What is needed:
Format the lines from the one containing "Segment each target" through the one containing "box: [279, 179, 292, 184]", both included, as a JSON list of strings with one string per line, leaving out any blank lines.

Provided data:
___

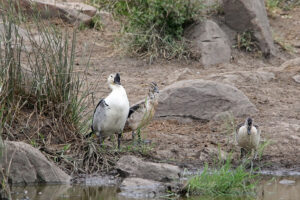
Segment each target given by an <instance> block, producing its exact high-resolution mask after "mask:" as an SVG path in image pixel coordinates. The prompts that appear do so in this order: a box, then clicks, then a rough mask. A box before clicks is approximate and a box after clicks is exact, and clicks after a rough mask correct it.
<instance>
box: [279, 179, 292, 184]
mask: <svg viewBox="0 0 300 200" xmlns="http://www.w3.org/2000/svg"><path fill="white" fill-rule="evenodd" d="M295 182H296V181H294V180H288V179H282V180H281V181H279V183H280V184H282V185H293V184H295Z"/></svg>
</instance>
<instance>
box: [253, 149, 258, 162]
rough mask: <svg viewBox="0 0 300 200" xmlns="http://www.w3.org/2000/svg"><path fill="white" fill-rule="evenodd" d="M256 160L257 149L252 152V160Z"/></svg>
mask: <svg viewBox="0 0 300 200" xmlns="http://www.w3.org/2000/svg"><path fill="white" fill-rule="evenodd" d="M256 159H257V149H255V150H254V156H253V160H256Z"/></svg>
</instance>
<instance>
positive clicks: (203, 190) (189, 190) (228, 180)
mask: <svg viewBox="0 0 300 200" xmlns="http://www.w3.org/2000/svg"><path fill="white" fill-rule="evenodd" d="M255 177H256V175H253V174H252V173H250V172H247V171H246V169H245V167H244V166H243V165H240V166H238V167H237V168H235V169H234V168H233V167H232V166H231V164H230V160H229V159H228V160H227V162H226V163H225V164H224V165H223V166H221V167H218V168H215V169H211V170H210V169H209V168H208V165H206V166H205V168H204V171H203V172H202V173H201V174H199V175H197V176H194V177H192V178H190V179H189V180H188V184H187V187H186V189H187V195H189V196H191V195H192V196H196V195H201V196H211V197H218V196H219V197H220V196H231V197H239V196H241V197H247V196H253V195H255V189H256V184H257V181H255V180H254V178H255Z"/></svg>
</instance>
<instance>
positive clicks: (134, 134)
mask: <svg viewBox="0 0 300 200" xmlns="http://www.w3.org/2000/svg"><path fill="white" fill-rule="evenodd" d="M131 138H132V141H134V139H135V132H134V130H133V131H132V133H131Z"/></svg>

___

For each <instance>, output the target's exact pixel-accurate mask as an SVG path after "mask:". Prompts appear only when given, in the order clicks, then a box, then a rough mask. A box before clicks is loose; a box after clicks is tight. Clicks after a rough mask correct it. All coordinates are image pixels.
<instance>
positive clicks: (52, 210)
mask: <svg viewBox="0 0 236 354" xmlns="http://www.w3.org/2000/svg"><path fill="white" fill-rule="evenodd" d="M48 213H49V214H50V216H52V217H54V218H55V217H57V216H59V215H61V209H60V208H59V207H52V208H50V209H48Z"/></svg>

___

Solution to this exercise:
[
  "Segment each target given by an <instance> block, producing its exact high-resolution mask after \"mask:\" as an SVG path in image pixel coordinates. The prompts that appear do so in this order: a box, then clicks, then a rough mask. A box before clicks is approximate and a box after clicks is exact, and clicks after a rough mask correct it.",
  "<instance>",
  "box: [279, 179, 292, 184]"
]